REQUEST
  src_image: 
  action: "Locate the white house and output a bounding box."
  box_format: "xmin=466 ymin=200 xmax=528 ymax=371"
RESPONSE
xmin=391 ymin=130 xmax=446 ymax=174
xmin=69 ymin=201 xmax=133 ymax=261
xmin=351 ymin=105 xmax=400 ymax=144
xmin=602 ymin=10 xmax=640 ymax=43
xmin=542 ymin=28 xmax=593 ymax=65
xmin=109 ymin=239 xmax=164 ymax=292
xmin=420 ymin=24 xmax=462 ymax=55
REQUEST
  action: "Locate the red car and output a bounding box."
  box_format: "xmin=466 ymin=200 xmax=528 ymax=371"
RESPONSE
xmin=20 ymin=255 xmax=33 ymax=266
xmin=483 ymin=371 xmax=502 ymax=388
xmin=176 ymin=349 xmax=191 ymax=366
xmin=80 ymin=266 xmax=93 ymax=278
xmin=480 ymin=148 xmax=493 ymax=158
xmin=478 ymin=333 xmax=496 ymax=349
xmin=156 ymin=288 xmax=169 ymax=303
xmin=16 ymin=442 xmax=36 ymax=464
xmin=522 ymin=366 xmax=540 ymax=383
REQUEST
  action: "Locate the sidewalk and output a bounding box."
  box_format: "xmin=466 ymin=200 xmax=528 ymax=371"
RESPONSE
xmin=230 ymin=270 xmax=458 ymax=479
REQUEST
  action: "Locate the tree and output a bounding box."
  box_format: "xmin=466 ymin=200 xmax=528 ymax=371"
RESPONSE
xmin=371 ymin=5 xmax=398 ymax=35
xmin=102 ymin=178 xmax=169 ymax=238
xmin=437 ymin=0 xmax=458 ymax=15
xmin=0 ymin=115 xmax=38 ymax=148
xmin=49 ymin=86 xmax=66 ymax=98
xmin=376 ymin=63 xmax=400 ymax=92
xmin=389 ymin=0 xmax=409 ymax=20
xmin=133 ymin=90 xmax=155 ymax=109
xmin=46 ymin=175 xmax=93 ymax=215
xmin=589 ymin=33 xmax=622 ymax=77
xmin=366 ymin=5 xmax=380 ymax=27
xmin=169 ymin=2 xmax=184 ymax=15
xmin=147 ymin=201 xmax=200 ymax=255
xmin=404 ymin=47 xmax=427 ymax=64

☆ ☆ ☆ ☆

[Task details]: Count the lines in the data above that contain the word "Locate", and give only that number.

[Full solution]: 4